Quoted passage —
|---|
Wednesday May 23 11:48 AM EST

EU, U.S. Talk on Environment But Stay Deadlocked
By Eva Sohlman

STOCKHOLM (Reuters) - The European Union and the United States remained
deadlocked on environmental policies on Wednesday after their first high-level
meeting since Washington issued a controversial new energy plan last week.

"The situation is unchanged. We disagree on the climate issue," Sweden's
Environment Minister Kjell Larsson told Reuters after meeting U.S. Director of
the Environmental Protection Agency Christine Todd Whitman.

Sweden holds the EU's rotating presidency.

He said the new energy plan -- criticized by the EU for promoting use of fossil
fuels oil and coal and for doing too little to promote conservation -- made it
impossible for the United States to return to a global pact to curb global
warming.

President George W. Bush had already rejected the 1997 Kyoto protocol in March,
stating it was too costly and unfair that developing countries were not
included in the pact.

Whitman, in Stockholm where she signed a U.N. treaty to outlaw 12 toxic
chemicals, said she was disappointed by the outcry at the energy plan and said
Bush would prove himself a leader in combating pollution.

"I was a little surprised at (criticisms of) the energy plan...It was a little
disappointing because...I don't think people have really read it," she told
reporters before meeting Larsson.
|---|
(Natural-language object grounding data)
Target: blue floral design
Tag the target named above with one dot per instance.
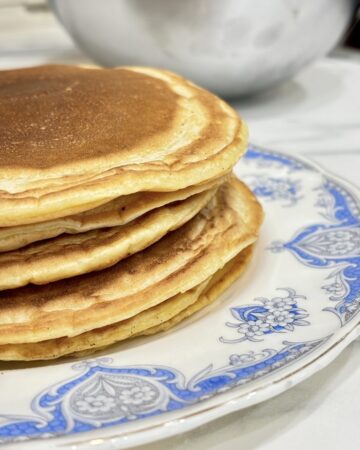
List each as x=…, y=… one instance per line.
x=276, y=315
x=333, y=245
x=103, y=395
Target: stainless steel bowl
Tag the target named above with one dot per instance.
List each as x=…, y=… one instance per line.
x=232, y=47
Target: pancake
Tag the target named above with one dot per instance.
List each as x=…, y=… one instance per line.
x=74, y=138
x=117, y=212
x=70, y=255
x=153, y=320
x=180, y=261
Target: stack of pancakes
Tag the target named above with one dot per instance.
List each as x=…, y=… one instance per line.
x=119, y=215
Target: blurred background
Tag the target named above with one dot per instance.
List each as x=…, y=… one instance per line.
x=234, y=48
x=292, y=70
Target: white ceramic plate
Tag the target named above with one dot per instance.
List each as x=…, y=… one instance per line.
x=292, y=312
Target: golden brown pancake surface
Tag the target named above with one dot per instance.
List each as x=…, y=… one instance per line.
x=55, y=115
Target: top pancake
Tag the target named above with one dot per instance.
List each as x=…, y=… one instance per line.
x=74, y=138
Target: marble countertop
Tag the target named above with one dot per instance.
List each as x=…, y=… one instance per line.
x=317, y=115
|---|
Exercise instructions — Copy everything in the news report on the EU-U.S. environment talks from "EU, U.S. Talk" down to "EU's rotating presidency.". This material comes from a separate source, unrelated to the news report.

Answer area —
EU, U.S. Talk on Environment But Stay Deadlocked
By Eva Sohlman

STOCKHOLM (Reuters) - The European Union and the United States remained
deadlocked on environmental policies on Wednesday after their first high-level
meeting since Washington issued a controversial new energy plan last week.

"The situation is unchanged. We disagree on the climate issue," Sweden's
Environment Minister Kjell Larsson told Reuters after meeting U.S. Director of
the Environmental Protection Agency Christine Todd Whitman.

Sweden holds the EU's rotating presidency.